§ EXERCISE DETAILS
Reproduce the following lines verbatim, without changing any character.

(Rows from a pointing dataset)
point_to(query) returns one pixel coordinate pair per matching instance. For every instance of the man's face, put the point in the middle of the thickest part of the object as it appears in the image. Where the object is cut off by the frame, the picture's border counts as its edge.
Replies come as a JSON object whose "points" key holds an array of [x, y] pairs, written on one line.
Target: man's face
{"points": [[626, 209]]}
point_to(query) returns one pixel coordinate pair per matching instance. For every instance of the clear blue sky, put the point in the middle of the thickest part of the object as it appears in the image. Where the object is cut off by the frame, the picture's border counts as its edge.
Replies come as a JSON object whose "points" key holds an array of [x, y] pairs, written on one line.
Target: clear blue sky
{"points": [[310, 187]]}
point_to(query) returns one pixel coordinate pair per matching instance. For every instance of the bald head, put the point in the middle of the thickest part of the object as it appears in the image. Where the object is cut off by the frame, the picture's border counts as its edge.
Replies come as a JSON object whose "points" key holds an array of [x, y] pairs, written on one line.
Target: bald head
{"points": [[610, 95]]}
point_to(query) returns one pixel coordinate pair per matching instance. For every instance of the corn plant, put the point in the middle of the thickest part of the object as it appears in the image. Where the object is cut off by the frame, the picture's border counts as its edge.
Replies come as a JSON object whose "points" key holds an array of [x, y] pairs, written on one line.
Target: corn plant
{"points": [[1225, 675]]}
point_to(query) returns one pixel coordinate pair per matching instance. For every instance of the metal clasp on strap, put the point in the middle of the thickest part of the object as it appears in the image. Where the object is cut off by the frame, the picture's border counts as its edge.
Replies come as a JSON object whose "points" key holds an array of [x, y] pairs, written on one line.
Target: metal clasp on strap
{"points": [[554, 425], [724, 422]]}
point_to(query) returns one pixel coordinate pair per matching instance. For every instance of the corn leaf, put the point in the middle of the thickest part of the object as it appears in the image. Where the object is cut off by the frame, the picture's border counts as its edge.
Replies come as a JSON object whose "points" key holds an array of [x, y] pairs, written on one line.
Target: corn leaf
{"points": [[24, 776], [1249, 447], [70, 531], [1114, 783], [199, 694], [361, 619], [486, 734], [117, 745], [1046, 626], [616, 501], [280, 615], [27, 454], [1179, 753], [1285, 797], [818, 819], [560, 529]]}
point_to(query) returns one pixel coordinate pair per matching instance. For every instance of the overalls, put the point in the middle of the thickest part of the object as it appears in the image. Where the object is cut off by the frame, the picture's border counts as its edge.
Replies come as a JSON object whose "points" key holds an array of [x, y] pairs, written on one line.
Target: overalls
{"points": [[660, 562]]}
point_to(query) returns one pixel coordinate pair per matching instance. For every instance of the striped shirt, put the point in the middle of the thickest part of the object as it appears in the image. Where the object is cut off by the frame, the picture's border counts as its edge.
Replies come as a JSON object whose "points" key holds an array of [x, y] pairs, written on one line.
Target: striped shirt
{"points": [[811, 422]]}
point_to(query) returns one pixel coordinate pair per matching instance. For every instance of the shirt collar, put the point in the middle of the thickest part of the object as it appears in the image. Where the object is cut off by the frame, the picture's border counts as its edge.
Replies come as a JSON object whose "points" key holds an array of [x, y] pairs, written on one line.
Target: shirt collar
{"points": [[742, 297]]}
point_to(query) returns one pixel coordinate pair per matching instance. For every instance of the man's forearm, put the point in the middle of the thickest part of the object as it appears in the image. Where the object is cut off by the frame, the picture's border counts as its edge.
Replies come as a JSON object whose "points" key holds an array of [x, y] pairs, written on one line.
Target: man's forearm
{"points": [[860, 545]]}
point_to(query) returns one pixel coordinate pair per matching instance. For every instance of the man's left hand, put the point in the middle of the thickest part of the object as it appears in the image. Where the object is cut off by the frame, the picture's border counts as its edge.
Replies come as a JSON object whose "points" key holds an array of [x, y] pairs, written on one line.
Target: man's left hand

§ ANSWER FOR THIS EXERCISE
point_to(query) returns one pixel coordinate pair per matching instance. For every instance of the man's face, put the point in the middle of the thickest part of the object as it appears in the image. Where the object is cut off by the frame, the picture's border counts as its edge.
Replies come as a JSON object whose "points" key holds an array of [x, y] pairs, written on one line.
Target: man's face
{"points": [[626, 209]]}
point_to(query) returns one pixel coordinate pair per matching instance. For every instance of the clear blue sky, put the point in the middle of the thickest part of the object as it appears in the image. Where the object is cut off by the frame, the picture's border counts as its edge.
Replies come as a JSON object whose "points" key holds an array of [x, y] pairs, written on one line.
Target: clear blue sky
{"points": [[310, 187]]}
point_to(query) returns one pixel coordinate pair per matching instance. For every instance of the bald head, put the point in the middle of the thickest part of the object as it appears in the image. Where the object is cut off by the frame, the picture's border counts as its edge.
Replies come as a JSON object whose "points" key holds an array of [x, y] pairs, written on one line.
Target: bald head
{"points": [[610, 95]]}
point_to(query) returns one pixel coordinate pair per matching instance. For every instance of the corn plant, put the point in the middle of the thickest part of the object as it appears in the image. Where the object is cut off by the frame, the picture's border counts as its edge.
Replies come as a JSON object whose "points" key holds an array of [x, y] pairs, written on one line.
Target: corn plant
{"points": [[1225, 675]]}
point_to(query) returns one pixel coordinate pair per matching instance. For every instance of the metal clasp on strap, put the point in the middle of the thickest part of the object as it appears in the image. Where the object is cut off by the frame, the picture's border counts as its edge.
Replies come as a JSON object whose "points" key holds an array of [x, y] pairs, written on one line.
Target: metal clasp on strap
{"points": [[554, 425], [724, 422]]}
point_to(query) returns one pixel coordinate pair per matching instance. For every instance of the corn leaf, put the point in the middle of the thickest part of the object as it appears in the image. Where the object is cut off by the frame, the picture's border counts as its edge.
Replies come as a JSON object whose "points" key holds an array of [x, y] pairs, written on one line.
Target: corn leaf
{"points": [[24, 776], [1249, 447], [70, 531], [1114, 783], [199, 694], [361, 619], [486, 734], [117, 745], [1046, 626], [616, 501], [280, 615], [27, 454], [1179, 753], [1285, 797], [818, 819], [560, 529]]}
point_to(query) returns one pixel coordinate pair per matching instance. For every instance of the overalls, put the point in the middle of the thickest part of the object as it appears in the image. Where the object is cut off by the frame, the picture's border counts as its edge.
Replies come as a JSON object whose "points" key holds an array of [x, y] pairs, written on one line.
Target: overalls
{"points": [[660, 562]]}
point_to(query) returns one pixel coordinate pair per matching instance. For every instance of the striped shirt, put the point in the middle of the thickest part of the object as it appears in the image. Where the object is cut off by the frame, the picture's border counts as its edge.
Replies come as a JSON object whose "points" key holds an array of [x, y] pairs, written on one line.
Target: striped shirt
{"points": [[811, 422]]}
point_to(query) returns one pixel coordinate pair per matching instance. For every instance of the shirt collar, put the point in the middle of the thickest part of the object as it appears in the image. Where the object is cut off by the frame, the picture's border counts as its edge.
Replies come as a JSON object whose "points" key holds an array of [x, y] pairs, written on one line.
Target: shirt collar
{"points": [[742, 297]]}
point_to(query) returns one pixel coordinate pair per matching instance. For every instance of the man's forearm, put the point in the middle of the thickest part of the object as it appears in the image. Where the object is cut off by the frame, the picture's border counts as its edge.
Replies come as a JSON object whose "points" key holds an array of [x, y] pairs, written on one line.
Target: man's forearm
{"points": [[860, 545]]}
point_to(query) returns one pixel coordinate pair per matching instance. For every instance of the man's left hand, put the point in the middle of the thickest part of the object as it appears in the image. Where the object is cut off by the frame, the picture's border counts as its edge.
Replies come as a JSON object whose "points" key holds an array of [x, y] pairs, written on one line.
Target: man's left hand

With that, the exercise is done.